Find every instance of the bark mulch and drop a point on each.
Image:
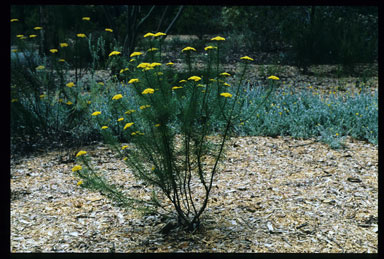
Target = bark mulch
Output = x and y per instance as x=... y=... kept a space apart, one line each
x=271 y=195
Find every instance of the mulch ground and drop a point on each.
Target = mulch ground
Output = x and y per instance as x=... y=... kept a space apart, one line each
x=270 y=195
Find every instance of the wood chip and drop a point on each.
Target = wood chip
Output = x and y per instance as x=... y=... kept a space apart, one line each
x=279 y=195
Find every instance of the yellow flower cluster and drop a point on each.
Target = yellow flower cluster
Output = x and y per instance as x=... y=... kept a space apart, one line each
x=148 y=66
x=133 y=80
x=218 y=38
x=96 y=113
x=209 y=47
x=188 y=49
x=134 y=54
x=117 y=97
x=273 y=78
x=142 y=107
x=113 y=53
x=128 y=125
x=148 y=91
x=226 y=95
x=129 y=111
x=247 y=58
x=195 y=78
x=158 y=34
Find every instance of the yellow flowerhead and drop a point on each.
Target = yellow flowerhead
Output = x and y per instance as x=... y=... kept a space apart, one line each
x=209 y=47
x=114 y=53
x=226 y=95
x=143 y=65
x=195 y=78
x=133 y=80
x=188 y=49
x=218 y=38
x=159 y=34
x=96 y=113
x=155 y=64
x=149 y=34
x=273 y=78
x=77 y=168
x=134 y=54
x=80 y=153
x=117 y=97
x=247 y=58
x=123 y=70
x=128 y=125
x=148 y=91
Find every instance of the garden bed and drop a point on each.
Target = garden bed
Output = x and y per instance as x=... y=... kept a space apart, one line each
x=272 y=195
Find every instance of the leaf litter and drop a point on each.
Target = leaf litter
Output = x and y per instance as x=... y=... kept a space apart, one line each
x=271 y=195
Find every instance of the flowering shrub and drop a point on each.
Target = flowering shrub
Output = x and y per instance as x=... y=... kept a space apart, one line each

* * *

DESCRIPTION OF THE TASK
Please rewrite the material above with "instance" changed to "occurrence" everywhere and nothing else altered, leaving out the pictures.

EXERCISE SOLUTION
Find every occurrence of the bark mulch and drop a point on each.
Image:
Target = bark mulch
Output = x and y per occurrence as x=... y=... kept a space apart, one line each
x=271 y=195
Find every occurrence of the mulch ground and drop a point on each.
Target = mulch ground
Output = x and y per occurrence as x=... y=... kept a space apart, one line each
x=270 y=195
Find every occurrence of the wood chip and drop a point on each.
Target = wood chip
Output = x and y per occurrence as x=... y=... kept a space apart, one line each
x=279 y=195
Find every occurrence of the yellow flower cluster and drop a point on each.
Target = yellow flower cluster
Output = x and y per occurrence as x=... y=... kept a space apart, one line each
x=148 y=66
x=133 y=80
x=218 y=38
x=96 y=113
x=209 y=47
x=188 y=49
x=134 y=54
x=117 y=97
x=273 y=78
x=142 y=107
x=113 y=53
x=128 y=125
x=148 y=91
x=226 y=95
x=129 y=111
x=247 y=58
x=195 y=78
x=158 y=34
Find every occurrence of the yellow flowerhead and drop a point on each.
Target = yellow flowerhead
Output = x and y per occurrence as x=... y=... kept a space apart, one line each
x=209 y=47
x=114 y=53
x=226 y=95
x=143 y=65
x=195 y=78
x=133 y=80
x=188 y=49
x=218 y=38
x=159 y=34
x=96 y=113
x=155 y=64
x=149 y=34
x=273 y=78
x=77 y=168
x=134 y=54
x=80 y=153
x=117 y=97
x=247 y=58
x=123 y=70
x=128 y=125
x=148 y=91
Find every occurrence of the garden bed and drop a point on each.
Target = garden bed
Output = x and y per occurrence as x=... y=... kept a space apart, one line each
x=272 y=195
Find every occurrence of the leaf litter and drop a point on each.
Target = leaf litter
Output = x and y per occurrence as x=... y=... kept a space apart, one line each
x=271 y=195
Find every occurrence of the flowering shrub and drop a point on each.
Target = flowering shrub
Output = x and y per occurrence as x=... y=... kept a space apart, one line each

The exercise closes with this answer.